REQUIRED WORK =
In the piece on financing energy projects below, what do several surveys show is the primary barrier to approving energy management projects?

EXCERPT =

>>>>

Eric Woodruff raises a concern that “several surveys show that lack of capital remains the primary barrier to approving energy management projects. Even if a project has a 50% Return on Investment (or approximately a 2 year simple payback period), there is no “return” if a company cannot make the initial investment.”
The problem as he sees it is that:
- many professionals are not aware, or do not have the skills, to effectively navigate their financing option
- industry lacks competent professionals who can package deals in a way that is attractive to investors
- professionals must understand their options to fund an energy project
Woodruff discusses the two common methods for funding,Traditional Financing & Performance Contracting and then summarizes 4 new options that may help address the problems he has identified above. Despite these newer options Woodruff states that facilities managers need to know where to look and how to leverage the information. Additionally, he emphasis education and training in performance contracting and finance.
Two Financing Schemes in the news lately are:
- Noesis Shared Savings Agreement (SSA)
“The SSA allows the customer to pay a variable payment based upon the actual amount of avoided energy measured. The concept is similar to solar net-metering where customers are paid for the actual amount of energy they contribute back to the grid.” Read More.
“works with vendors of energy efficiency services, providing them with funds. They, in turn, loan the money to the end-user businesses.” Read More.
Could either of these programs help NYC buildings implement energy savings measures identified during LL87?
ACEEE released a “more detailed report that profiles successful, integrated efficiency lending programs, highlights perspectives on increasing lender participation, and explores substantive barriers to growing the market to its full potential”.

<<<<

GIVEN INFORMATION =
>>>>

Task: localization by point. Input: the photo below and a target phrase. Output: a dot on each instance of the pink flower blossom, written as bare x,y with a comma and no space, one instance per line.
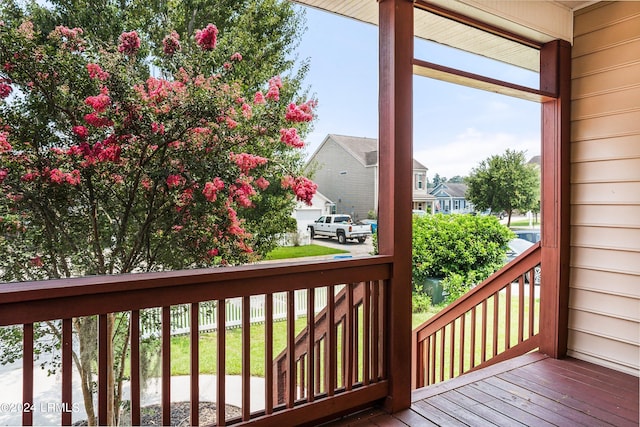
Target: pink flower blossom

<<<<

SOLVED EXERCISE =
Lack of capital.